Oneohtrix Point Never’s Mindbending “Sticky Drama” Video

Oneohtrix Point Never has finally revealed something that he’s been building up to all year, on the eve of the Garden of Delete release. It’s a cyberpunk post-apocalypse in miniature, a two-part short film acting as both video for the song Sticky Drama and introduction to the world behind the album.

It’s super weird and I love it. Click to the second track if you want to just hear the song, but I promise that the buildup is worth it.

So we’ve got CD armor, sentient poo commanded by tamagotchis, those “laser” swords I used to beg for at the circus, and most of all fucking green slime. It’s like every early 90s Nickelodeon show rolled into an adolescent apocalypse. The aesthetics here are deliciously trashy, reveling in the bent cultural signposts of Daniel Lopatin’s (and my own) childhood. This is flush with the effluvia of a thousand British Knight commercials, LARP battles, and sticky episodes of You Can’t Do That On Television.

+-------+

## INSTRUCTIONS
a. Reproduce the passage of the "Sticky Drama" video write-up starting with "Oneohtrix Point Never has" and going on through "behind the album.", keeping every word and mark unchanged.
b. Pick up the "Sticky Drama" video write-up after its final sentence and carry it forward in the same voice.

## PROVIDED MATERIAL
+-------+

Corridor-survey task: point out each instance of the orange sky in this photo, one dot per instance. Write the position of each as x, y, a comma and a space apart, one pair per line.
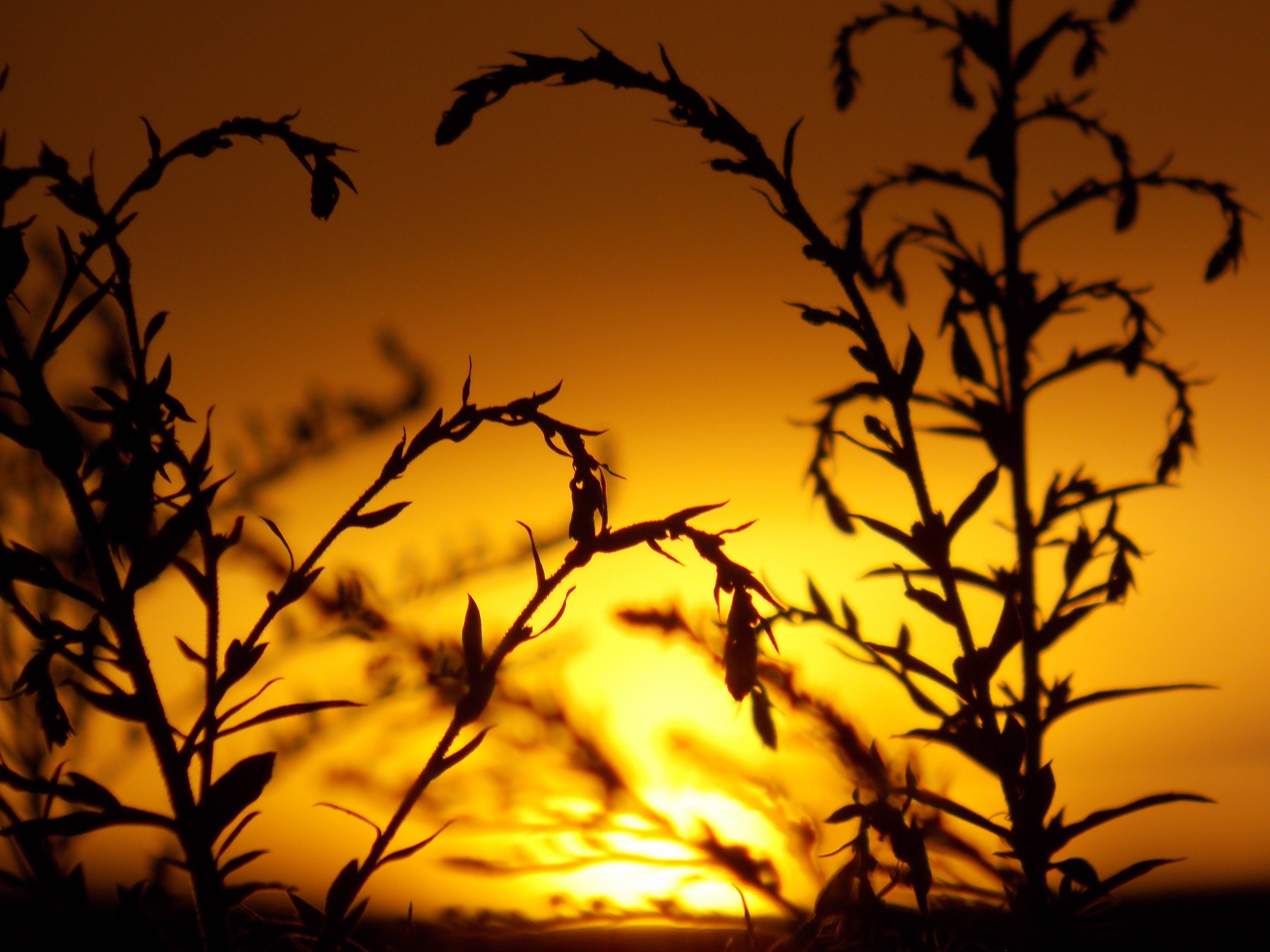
568, 237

+-------+

## REPLIES
a.
Oneohtrix Point Never has finally revealed something that he’s been building up to all year, on the eve of the Garden of Delete release. It’s a cyberpunk post-apocalypse in miniature, a two-part short film acting as both video for the song Sticky Drama and introduction to the world behind the album.

b.
The video acts as a road map for the album itself, contextualizing the wild array of sounds with unforgettable visuals. Listening to Garden of Delete after watching this, I’m now able to place the chirpy vocoder vocal that’s heard throughout, from the intro to emotional peak Animals. It’s endearing and unnerving to know that it comes from a mutated Tamagotchi nestled in a mound of sentient sludge.

There’s a lot to unpack here, and I’m going to spend some time rewatching the video. I’ve already got ideas about Legends of the Hidden Temple crumbling into some sadistic Battle Royale situation, and I’m still very much stuck on that . If you’re interested in some deeper reading about next week’s album release, check out my review of Garden of Delete.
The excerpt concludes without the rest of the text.